THE PROBLEM :: Count the lines in the items below that contain the word "vest" and give only that number.

---- AVAILABLE RECORDS

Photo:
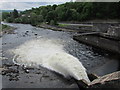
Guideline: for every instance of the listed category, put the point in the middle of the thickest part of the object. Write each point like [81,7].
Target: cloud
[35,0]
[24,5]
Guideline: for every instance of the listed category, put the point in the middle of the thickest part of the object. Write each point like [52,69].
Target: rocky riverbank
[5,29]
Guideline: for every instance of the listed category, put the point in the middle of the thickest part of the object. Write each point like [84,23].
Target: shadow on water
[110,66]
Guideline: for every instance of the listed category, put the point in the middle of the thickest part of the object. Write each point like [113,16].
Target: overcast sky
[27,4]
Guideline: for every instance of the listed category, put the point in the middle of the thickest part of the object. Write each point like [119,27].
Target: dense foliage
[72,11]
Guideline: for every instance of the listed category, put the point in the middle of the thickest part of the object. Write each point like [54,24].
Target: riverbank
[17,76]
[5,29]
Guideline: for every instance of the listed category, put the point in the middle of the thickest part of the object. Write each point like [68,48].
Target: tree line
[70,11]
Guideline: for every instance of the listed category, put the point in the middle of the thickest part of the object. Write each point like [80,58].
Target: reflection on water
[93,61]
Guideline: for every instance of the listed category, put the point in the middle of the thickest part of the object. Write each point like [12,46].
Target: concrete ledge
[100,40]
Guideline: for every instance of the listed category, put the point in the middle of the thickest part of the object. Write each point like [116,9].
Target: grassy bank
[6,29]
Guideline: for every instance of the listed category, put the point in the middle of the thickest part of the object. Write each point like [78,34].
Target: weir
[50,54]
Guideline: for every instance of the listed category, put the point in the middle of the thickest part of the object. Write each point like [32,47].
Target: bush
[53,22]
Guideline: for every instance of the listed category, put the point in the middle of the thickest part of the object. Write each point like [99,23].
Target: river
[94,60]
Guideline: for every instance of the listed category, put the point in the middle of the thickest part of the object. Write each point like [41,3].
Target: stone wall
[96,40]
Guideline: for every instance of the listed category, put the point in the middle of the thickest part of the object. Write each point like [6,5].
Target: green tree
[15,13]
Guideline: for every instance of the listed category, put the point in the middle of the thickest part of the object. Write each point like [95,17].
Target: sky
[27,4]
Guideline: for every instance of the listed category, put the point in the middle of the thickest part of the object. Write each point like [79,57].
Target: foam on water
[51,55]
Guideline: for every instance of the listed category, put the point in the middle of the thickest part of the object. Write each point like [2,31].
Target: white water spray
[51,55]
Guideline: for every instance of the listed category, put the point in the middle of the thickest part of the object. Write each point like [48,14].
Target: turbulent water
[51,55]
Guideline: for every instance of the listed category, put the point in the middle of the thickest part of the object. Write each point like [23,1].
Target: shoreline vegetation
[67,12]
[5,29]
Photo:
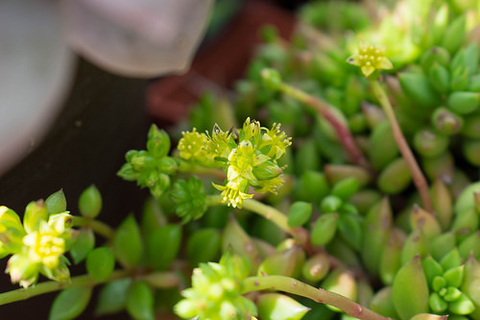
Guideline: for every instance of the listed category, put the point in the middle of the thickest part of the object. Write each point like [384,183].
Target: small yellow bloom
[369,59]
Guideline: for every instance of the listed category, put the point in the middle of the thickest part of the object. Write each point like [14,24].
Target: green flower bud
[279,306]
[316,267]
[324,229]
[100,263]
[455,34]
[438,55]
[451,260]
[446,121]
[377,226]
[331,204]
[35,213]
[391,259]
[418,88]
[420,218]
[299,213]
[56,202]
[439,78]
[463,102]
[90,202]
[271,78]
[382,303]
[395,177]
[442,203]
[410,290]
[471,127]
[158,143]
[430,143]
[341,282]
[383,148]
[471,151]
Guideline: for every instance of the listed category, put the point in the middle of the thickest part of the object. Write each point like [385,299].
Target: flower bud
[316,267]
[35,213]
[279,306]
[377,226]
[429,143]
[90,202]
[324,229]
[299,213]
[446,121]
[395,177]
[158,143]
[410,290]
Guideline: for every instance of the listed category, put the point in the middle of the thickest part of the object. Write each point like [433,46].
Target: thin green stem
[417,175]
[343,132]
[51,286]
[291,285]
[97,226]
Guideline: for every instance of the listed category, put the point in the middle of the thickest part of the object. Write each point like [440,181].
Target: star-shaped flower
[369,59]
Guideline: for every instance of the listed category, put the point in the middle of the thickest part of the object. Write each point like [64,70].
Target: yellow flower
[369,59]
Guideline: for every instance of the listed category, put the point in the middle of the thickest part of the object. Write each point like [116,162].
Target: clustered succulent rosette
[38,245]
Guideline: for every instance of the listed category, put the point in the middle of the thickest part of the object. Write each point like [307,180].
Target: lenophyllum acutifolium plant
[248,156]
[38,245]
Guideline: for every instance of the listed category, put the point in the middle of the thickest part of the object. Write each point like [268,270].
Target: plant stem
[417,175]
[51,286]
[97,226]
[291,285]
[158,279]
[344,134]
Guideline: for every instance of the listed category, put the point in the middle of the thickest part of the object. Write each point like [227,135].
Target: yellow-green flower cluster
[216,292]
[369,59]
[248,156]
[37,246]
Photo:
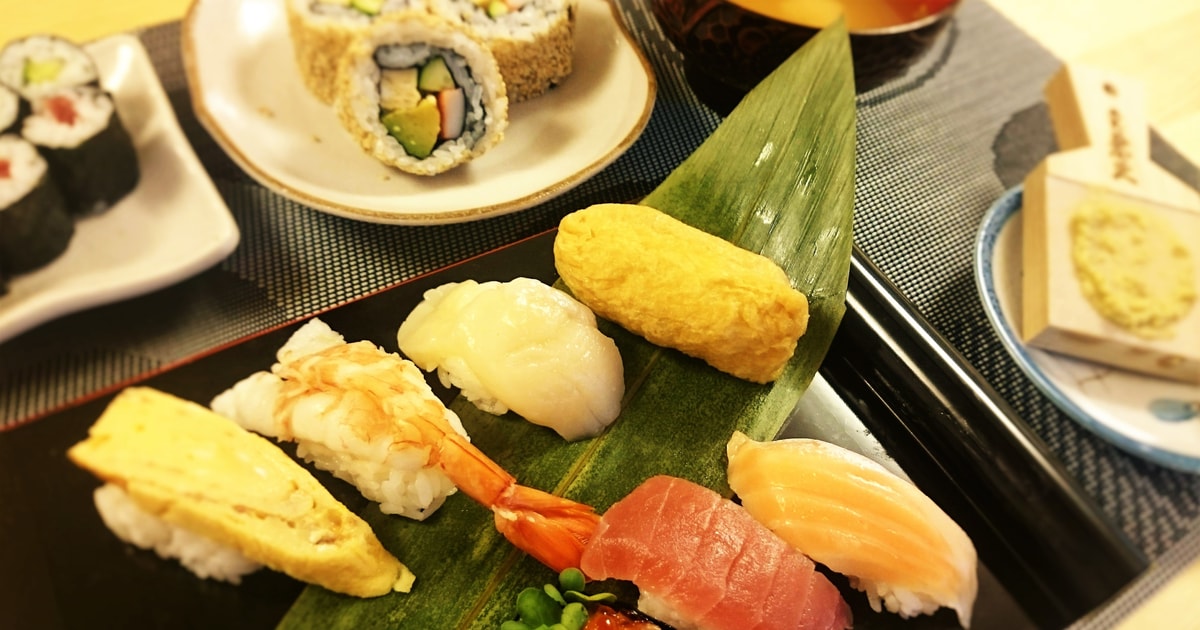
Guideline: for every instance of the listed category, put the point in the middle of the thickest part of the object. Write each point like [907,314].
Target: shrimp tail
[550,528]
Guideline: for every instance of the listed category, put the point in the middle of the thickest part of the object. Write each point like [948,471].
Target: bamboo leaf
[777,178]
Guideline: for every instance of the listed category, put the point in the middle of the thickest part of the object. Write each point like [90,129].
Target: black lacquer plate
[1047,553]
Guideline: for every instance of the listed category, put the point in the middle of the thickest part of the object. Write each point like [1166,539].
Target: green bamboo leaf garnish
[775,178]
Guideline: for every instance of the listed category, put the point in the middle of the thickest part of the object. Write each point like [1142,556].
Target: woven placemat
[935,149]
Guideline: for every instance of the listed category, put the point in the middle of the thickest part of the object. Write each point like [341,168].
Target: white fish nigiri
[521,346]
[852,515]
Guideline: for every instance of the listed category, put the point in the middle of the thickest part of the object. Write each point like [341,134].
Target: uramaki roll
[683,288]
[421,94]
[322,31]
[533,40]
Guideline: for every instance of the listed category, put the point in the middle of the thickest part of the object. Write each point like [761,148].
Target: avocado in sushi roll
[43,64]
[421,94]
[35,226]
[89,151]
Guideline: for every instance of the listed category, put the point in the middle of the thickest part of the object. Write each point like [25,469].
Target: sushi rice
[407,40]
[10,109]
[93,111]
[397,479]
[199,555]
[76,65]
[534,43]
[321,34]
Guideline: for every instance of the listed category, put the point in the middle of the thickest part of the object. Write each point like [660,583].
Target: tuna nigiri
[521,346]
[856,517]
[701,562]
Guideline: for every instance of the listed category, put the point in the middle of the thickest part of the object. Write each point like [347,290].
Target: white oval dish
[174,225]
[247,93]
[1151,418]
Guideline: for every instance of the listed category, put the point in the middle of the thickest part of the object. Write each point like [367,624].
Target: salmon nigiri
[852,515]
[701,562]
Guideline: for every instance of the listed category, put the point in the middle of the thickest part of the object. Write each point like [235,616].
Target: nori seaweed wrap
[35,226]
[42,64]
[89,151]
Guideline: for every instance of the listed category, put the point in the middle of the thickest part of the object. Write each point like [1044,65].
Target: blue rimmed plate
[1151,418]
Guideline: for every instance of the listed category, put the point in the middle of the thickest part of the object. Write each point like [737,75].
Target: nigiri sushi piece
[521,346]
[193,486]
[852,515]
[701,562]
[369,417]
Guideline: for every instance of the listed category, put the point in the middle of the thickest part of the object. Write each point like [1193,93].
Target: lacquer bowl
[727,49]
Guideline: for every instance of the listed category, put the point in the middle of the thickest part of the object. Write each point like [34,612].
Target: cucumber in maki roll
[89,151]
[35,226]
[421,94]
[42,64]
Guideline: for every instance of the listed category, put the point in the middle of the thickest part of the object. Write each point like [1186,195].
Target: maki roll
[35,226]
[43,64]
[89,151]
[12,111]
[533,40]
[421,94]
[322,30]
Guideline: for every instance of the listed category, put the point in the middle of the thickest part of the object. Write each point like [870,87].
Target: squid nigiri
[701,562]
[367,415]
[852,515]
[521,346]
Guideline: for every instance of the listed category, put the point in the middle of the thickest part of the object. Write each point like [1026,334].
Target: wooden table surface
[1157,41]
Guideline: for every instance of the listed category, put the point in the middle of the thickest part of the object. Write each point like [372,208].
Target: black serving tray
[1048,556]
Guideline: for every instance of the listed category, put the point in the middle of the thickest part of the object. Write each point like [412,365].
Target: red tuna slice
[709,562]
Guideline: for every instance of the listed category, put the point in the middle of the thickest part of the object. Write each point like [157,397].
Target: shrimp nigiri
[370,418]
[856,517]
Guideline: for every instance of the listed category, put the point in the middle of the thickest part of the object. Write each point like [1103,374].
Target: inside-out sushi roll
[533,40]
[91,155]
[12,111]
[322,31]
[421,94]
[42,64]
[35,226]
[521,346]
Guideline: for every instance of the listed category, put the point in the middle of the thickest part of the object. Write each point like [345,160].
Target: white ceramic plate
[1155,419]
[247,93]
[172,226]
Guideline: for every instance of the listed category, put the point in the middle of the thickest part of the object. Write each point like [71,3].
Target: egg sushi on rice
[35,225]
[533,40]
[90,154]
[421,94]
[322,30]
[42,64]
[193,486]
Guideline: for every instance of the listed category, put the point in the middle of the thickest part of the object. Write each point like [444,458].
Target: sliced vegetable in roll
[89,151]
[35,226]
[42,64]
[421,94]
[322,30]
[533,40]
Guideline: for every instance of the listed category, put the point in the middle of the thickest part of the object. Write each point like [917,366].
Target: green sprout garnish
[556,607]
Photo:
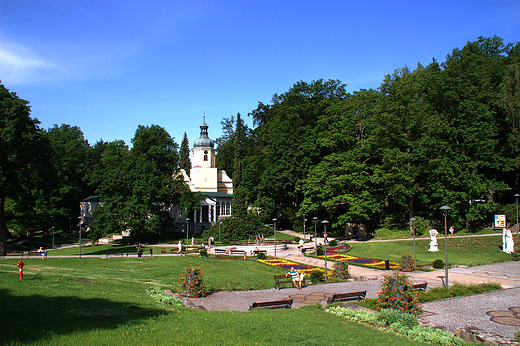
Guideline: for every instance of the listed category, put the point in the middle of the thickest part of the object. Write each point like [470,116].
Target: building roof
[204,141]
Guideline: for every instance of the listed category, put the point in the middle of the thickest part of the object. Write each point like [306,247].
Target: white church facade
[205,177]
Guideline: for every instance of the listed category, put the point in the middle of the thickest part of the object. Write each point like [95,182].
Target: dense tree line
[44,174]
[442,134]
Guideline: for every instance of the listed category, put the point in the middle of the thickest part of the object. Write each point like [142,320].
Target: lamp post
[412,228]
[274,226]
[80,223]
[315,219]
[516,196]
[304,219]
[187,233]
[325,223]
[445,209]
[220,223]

--------
---- AVAILABLE RECORDS

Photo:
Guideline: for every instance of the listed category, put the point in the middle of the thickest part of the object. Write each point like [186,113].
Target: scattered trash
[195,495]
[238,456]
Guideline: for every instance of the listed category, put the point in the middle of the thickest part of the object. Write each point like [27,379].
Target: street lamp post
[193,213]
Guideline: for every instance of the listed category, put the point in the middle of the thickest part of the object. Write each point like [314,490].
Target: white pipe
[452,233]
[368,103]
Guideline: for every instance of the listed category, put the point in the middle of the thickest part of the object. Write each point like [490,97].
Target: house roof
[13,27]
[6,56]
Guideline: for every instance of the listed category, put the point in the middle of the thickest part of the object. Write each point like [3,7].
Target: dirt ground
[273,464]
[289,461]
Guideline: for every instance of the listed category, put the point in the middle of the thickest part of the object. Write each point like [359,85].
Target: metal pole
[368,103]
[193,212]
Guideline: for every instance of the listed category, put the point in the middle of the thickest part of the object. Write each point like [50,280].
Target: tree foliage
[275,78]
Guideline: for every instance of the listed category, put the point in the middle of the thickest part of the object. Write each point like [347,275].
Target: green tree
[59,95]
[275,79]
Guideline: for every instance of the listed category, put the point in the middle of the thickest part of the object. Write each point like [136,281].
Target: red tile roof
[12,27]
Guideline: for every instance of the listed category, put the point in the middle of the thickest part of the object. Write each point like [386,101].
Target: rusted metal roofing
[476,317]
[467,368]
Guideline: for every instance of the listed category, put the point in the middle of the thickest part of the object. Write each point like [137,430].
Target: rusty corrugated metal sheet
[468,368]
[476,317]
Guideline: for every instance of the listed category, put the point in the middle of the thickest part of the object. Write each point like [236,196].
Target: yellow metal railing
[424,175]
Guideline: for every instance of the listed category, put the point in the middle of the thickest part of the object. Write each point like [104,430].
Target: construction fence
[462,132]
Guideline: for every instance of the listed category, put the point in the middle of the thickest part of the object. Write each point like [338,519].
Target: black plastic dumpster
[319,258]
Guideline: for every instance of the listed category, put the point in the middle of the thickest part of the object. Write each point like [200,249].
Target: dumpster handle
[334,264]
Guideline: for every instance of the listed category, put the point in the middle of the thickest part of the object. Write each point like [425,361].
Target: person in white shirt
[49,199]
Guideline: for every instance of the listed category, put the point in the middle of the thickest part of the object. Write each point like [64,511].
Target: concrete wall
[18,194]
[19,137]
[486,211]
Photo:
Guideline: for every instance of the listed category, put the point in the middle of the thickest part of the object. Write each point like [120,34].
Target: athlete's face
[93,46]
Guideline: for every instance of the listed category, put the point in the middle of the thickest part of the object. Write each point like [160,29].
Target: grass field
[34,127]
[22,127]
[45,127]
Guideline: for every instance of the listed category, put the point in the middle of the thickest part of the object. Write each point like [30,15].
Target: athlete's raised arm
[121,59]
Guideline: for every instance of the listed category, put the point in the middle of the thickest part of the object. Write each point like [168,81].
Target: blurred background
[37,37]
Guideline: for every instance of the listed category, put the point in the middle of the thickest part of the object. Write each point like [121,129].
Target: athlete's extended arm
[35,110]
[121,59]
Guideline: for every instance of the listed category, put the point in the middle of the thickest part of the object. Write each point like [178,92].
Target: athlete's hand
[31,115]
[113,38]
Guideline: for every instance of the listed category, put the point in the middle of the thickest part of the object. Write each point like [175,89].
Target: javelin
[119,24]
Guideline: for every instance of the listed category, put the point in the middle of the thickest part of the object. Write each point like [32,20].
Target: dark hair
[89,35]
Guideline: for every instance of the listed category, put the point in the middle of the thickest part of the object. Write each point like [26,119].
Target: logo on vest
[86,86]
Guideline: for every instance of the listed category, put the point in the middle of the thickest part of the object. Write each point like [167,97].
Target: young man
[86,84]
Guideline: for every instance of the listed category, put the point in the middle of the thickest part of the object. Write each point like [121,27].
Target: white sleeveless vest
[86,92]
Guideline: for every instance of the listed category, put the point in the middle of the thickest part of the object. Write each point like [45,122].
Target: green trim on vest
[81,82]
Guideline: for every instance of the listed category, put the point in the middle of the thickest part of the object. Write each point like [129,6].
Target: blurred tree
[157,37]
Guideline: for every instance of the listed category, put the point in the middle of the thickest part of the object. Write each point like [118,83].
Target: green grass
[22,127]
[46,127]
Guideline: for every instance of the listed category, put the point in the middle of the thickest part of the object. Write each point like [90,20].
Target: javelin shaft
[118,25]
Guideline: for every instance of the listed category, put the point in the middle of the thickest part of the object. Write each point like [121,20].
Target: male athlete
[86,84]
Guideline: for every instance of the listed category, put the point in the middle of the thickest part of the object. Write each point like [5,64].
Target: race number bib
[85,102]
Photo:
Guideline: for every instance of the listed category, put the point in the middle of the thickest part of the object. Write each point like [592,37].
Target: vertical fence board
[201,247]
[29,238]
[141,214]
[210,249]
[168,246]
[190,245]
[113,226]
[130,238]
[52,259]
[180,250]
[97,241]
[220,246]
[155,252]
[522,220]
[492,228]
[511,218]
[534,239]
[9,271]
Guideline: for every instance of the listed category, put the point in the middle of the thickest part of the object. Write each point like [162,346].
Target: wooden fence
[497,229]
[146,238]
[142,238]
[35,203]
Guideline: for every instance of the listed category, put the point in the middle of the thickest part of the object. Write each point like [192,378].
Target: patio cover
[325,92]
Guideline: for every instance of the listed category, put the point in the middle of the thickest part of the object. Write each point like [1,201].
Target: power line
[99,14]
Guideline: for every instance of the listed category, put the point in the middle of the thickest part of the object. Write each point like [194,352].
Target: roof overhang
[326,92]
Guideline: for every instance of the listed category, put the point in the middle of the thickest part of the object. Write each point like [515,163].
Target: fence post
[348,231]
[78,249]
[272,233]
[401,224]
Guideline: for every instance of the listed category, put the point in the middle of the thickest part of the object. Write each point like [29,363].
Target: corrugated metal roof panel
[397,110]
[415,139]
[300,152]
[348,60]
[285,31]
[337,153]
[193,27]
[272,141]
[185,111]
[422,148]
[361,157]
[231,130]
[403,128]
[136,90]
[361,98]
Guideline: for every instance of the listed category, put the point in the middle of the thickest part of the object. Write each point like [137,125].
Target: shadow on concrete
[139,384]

--------

COMPLETE RESPONSE :: 3